** begin SOURCE DATA **
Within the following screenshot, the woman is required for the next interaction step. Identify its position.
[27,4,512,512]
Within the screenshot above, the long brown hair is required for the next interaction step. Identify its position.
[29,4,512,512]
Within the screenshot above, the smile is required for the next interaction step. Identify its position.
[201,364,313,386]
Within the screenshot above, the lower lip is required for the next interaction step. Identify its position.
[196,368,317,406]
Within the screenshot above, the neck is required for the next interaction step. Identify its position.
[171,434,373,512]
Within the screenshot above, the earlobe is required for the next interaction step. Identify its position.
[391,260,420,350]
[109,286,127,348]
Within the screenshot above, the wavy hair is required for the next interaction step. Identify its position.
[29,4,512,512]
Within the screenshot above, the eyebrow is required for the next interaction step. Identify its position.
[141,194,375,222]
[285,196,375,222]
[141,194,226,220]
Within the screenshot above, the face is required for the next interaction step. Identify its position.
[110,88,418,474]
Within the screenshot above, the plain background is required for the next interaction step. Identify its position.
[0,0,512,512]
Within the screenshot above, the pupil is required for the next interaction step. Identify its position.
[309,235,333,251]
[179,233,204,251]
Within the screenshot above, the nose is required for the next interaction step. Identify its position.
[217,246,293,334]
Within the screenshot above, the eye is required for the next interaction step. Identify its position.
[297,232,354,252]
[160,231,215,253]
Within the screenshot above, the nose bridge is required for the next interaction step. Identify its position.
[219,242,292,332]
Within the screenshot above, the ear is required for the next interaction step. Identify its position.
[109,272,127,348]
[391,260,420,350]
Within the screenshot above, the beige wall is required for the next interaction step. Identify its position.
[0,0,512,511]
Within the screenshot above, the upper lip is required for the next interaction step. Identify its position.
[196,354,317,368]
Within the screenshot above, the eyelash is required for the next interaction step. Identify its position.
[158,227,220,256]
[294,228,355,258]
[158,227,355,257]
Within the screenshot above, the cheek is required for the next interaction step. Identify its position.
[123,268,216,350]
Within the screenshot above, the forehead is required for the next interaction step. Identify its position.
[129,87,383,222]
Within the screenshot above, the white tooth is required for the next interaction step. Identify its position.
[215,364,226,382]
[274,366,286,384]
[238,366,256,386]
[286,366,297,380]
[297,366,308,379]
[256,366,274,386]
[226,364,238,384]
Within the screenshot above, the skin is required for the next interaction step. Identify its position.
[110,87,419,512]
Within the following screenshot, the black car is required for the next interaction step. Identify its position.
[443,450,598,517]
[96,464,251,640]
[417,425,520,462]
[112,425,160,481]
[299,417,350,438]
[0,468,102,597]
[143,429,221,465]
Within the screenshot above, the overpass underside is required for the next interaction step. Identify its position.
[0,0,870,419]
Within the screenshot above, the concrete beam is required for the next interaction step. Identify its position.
** end SOURCE DATA **
WORK INSTRUCTIONS:
Rewrite the rows from the very start down to the line containing "[219,242,292,332]", putting "action" wherever "interaction step" appears and leaving everything else unchanged.

FULL OUTPUT:
Within the following screenshot, the woman is required for the next action. Identify its position.
[27,4,512,512]
Within the screenshot above, the long brown hair is required for the next action. Identify its position.
[29,4,512,512]
Within the screenshot above, the smile is required for the next action. Identify its position.
[201,364,313,386]
Within the screenshot above, the lower lip is required for the next action. Identify its position.
[196,368,317,406]
Within the screenshot above, the neck is required for the next action. Identify its position.
[171,434,373,512]
Within the screenshot above, the earlobe is required for the next action. Identify its position.
[391,260,420,350]
[109,286,127,348]
Within the screenshot above, the wavy hair is required for the next action. Identify its position.
[29,4,512,512]
Within the screenshot above, the eyebrow is required for the next action. Identify its position.
[141,194,375,222]
[285,196,375,222]
[141,194,226,220]
Within the screenshot above, the face is required for the next action. Identify its position.
[110,88,418,474]
Within the screenshot above, the plain background is required for the next action. Identify its position.
[0,0,512,512]
Within the screenshot above, the pupil is required for the next action. Identify its position.
[309,235,333,251]
[179,233,204,251]
Within the screenshot above, the nose is required for the next action. Identify its position.
[217,246,293,334]
Within the screenshot above, the eye is required for the next action. Identify its position.
[297,232,354,252]
[160,231,215,253]
Within the screenshot above, the nose bridge is required for the next action. Identify its position.
[219,242,292,332]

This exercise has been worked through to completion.